DOCUMENT PASSAGE:

+--

This fact is of the first importance when we are seeking to understand the Muslim
doctrine of Scripture. The writers of the New Testament were aware of and quote from
the Old Testament as Scripture. Similarly the compilers of the Khorda Avesta were
aware of the older Avesta. In neither case, however, were the authors of the various
writings consciously intending to produce documents which would take their place beside
the older Scriptures as themselves of Scriptural rank. They were raised to Scriptural
rank because the community heard in them the same authentic voice of religious authority
it had been accustomed to hear in the older Scriptures. The Qur'an, on the contrary,
was given to the community on the authority of Muhammad, and the community was bidden
to accept it as authoritative in the same way as the Jews and Christians accepted
their Scriptures.

+--

WHAT TO DO:
**a.** Reproduce the passage on scriptural authority word for word, between "This fact is" and "their Scriptures.", inclusive.
**b.** Decide whether each statement agrees with the passage on scriptural authority, answering yes or no and quoting the words that settle it: (i) The New Testament writers quoted the Old Testament as Scripture. (ii) The compilers of the Khorda Avesta deliberately set out to write a document of Scriptural rank. (iii) The Qur'an was given to the community on the authority of Muhammad.
**c.** Extend the passage on scriptural authority, picking up after its final sentence.

DATA ROWS:
+--

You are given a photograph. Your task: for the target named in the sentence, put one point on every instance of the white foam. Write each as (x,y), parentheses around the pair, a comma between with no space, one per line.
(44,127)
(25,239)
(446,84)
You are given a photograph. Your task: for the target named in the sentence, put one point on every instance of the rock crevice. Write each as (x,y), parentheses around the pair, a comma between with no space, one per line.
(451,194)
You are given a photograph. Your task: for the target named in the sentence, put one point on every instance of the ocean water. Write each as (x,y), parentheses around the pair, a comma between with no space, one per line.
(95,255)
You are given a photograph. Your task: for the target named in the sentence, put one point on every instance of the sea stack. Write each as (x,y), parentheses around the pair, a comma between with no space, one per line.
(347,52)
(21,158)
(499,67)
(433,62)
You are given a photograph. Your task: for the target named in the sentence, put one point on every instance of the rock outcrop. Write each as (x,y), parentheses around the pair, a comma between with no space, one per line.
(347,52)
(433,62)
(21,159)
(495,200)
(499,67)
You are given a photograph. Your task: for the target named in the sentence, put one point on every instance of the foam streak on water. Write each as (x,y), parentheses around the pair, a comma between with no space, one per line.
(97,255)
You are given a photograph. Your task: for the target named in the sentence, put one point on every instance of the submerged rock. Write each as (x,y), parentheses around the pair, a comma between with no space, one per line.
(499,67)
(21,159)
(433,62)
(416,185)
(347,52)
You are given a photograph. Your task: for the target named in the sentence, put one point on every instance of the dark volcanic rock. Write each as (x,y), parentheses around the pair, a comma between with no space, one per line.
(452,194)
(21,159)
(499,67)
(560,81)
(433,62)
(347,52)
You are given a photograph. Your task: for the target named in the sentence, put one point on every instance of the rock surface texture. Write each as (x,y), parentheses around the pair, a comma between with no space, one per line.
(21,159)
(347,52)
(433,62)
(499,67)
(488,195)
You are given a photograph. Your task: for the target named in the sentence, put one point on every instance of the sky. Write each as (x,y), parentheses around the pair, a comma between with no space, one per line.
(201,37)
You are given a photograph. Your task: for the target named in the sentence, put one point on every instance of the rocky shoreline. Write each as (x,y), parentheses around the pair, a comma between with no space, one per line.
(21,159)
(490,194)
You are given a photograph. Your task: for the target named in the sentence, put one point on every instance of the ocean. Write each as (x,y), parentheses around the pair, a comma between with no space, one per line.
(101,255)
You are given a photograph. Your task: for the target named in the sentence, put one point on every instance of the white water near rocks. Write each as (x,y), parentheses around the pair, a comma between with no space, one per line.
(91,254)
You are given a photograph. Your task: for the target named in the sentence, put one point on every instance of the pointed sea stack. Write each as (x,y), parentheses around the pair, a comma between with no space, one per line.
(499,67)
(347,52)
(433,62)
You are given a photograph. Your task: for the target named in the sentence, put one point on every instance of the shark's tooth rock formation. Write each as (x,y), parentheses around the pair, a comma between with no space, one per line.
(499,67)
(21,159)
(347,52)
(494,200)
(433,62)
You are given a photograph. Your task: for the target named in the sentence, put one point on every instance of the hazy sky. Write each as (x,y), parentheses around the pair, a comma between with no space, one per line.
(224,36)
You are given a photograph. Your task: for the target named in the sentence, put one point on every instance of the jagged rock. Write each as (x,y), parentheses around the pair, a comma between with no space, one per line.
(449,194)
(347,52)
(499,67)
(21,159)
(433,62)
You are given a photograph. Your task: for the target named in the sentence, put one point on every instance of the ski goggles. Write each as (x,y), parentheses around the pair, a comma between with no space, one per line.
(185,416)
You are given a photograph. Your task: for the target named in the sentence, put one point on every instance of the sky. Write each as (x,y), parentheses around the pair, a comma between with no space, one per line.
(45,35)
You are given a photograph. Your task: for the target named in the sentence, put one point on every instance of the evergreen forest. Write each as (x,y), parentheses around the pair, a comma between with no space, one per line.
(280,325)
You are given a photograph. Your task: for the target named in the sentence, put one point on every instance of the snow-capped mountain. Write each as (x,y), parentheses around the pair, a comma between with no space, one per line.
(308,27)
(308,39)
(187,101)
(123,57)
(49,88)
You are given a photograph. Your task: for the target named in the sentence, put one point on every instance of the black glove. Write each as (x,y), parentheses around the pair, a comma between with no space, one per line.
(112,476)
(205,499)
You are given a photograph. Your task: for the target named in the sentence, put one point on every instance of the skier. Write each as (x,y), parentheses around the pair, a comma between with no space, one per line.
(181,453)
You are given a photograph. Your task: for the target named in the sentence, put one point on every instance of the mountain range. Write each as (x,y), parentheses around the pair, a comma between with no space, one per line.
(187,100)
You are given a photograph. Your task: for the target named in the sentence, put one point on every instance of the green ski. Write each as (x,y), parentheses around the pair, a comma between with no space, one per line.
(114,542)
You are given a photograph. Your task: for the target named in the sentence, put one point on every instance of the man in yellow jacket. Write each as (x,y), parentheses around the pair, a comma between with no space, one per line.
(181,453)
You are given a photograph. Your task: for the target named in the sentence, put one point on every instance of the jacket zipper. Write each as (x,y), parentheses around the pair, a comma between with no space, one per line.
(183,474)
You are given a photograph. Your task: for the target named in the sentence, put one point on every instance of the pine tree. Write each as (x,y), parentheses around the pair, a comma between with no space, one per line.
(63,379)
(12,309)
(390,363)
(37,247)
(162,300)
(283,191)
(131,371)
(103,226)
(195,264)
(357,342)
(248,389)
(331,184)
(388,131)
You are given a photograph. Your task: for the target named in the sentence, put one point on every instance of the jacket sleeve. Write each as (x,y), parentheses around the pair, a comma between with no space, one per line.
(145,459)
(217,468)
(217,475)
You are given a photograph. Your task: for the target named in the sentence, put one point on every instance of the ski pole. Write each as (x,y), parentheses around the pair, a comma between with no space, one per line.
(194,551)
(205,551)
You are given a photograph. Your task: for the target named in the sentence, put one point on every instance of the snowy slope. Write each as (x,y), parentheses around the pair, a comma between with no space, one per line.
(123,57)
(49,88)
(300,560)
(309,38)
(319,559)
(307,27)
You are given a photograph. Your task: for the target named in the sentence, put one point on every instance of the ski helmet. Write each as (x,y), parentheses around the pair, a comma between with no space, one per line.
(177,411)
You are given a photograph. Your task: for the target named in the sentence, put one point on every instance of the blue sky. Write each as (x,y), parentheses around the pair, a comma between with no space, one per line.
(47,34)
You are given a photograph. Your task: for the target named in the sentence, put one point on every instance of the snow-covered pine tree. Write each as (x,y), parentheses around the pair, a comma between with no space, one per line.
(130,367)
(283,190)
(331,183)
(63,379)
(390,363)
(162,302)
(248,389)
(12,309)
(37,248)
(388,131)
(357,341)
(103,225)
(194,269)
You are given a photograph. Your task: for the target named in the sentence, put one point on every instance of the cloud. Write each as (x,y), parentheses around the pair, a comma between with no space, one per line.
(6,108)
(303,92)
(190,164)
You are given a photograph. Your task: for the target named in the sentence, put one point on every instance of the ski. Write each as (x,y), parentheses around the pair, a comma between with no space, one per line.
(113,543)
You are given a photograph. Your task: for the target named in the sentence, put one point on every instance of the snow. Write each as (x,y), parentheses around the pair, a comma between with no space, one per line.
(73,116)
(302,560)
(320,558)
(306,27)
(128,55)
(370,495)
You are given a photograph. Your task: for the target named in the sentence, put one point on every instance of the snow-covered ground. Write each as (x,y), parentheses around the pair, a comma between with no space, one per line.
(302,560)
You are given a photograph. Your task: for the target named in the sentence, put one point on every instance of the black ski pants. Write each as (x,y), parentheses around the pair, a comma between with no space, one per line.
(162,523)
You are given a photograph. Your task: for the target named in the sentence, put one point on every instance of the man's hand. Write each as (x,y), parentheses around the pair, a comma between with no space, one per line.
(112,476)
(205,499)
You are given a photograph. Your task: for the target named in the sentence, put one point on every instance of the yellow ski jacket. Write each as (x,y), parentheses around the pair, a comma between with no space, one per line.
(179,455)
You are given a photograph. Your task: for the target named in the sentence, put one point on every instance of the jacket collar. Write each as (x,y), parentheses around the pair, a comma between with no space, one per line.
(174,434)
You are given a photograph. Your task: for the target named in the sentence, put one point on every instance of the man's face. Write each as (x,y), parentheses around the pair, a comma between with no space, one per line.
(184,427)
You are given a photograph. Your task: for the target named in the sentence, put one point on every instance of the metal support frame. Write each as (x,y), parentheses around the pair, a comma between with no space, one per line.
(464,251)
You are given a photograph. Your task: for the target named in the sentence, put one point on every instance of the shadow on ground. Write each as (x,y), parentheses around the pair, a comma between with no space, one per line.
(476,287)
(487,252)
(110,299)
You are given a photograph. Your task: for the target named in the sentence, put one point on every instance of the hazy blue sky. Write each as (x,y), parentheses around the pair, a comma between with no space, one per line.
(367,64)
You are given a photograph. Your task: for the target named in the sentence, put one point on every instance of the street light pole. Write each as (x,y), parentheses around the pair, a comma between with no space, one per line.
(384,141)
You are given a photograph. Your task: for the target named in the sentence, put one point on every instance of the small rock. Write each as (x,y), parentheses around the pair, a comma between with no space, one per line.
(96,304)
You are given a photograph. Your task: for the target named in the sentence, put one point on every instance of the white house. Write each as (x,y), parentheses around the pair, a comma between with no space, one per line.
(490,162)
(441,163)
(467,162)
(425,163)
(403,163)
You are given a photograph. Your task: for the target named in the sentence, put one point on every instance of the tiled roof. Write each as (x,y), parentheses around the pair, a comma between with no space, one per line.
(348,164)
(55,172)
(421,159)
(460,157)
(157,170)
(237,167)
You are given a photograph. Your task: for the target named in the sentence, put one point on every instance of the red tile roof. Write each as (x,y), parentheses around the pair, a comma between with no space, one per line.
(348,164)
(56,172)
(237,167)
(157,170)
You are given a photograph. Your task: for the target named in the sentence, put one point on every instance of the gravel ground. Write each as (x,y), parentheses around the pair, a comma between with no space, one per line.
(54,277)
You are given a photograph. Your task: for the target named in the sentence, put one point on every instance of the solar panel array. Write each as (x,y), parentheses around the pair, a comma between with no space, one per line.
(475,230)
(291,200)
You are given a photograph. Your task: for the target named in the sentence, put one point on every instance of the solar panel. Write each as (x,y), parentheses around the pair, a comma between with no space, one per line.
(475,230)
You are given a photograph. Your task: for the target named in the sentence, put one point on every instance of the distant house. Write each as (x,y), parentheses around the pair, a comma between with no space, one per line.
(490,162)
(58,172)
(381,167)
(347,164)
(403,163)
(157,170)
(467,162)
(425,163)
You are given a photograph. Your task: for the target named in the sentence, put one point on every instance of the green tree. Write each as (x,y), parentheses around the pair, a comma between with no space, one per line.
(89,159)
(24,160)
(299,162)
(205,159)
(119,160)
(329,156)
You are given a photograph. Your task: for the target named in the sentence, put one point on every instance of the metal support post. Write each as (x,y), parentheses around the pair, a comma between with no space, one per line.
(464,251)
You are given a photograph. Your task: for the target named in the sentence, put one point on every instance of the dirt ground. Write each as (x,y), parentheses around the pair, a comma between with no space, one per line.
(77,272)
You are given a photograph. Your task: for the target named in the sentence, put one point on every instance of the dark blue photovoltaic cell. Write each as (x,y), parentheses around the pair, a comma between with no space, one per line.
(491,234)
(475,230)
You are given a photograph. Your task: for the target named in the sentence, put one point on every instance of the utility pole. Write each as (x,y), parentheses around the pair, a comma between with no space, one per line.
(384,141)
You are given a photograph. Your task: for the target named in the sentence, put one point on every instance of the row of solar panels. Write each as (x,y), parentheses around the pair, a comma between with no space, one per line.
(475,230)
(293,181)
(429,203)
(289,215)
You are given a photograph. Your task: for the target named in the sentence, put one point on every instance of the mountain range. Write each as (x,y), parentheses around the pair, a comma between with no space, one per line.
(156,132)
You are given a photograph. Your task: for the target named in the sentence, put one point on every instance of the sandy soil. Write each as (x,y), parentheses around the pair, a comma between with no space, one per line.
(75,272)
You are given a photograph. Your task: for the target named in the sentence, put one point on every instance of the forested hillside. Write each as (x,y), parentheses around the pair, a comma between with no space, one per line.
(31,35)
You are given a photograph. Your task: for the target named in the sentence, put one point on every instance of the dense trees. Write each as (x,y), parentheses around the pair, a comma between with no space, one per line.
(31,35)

+--

WRITTEN ANSWERS:
**a.**
This fact is of the first importance when we are seeking to understand the Muslim
doctrine of Scripture. The writers of the New Testament were aware of and quote from
the Old Testament as Scripture. Similarly the compilers of the Khorda Avesta were
aware of the older Avesta. In neither case, however, were the authors of the various
writings consciously intending to produce documents which would take their place beside
the older Scriptures as themselves of Scriptural rank. They were raised to Scriptural
rank because the community heard in them the same authentic voice of religious authority
it had been accustomed to hear in the older Scriptures. The Qur'an, on the contrary,
was given to the community on the authority of Muhammad, and the community was bidden
to accept it as authoritative in the same way as the Jews and Christians accepted
their Scriptures.

**b.**
(i) Yes: "The writers of the New Testament were aware of and quote from the Old Testament as Scripture."
(ii) No: "In neither case, however, were the authors of the various writings consciously intending to produce documents which would take their place beside the older Scriptures as themselves of Scriptural rank."
(iii) Yes: "The Qur'an, on the contrary, was given to the community on the authority of Muhammad"

**c.**
What then did Muhammad conceive the nature of Scripture to be? Unfortunately we can
never fully know what Muhammad himself thought of when he used such words as Kitab
wahy, Qur'an, aya, hikma, 'ilm, etc., for we have only part of the evidence before
us, and no assurance that at this distance we always understand aright all the evidence
we have. We have, however, all that the early Muslim community had, and we have fair
assurance that what that early community was able to preserve of the pronouncements
of its founder has been on the whole faithfully transmitted to us, even though in
a fragmentary and curiously jumbled condition. Neither the Sira nor Tradition
is of much help to us in this matter, and though the exegetes have preserved in their
work good evidence of what was thought in their day to be the meaning of words and
phrases in the Qur'an, the bewildering array of variant opinions they record on almost
every crucial point of interpretation, makes it quite clear than even the very early
circle of exegetes was as much in doubt as we are as to the exact meaning of many of
the terms that interest us the most. Modern scholars, however, have the advantage of
a knowledge of the environment of sixth century Arabia, particularly its cultural and
religious environment, and the use of tools of comparative linguistics and comparative
religion, which were not available to earlier generations. So even though we may never
be able to answer fully this question of what Muhammad's conception of Scripture was,
we can perhaps approach very close to an understanding of those elements in his thought
which were basic to the doctrine of Scripture in Islam.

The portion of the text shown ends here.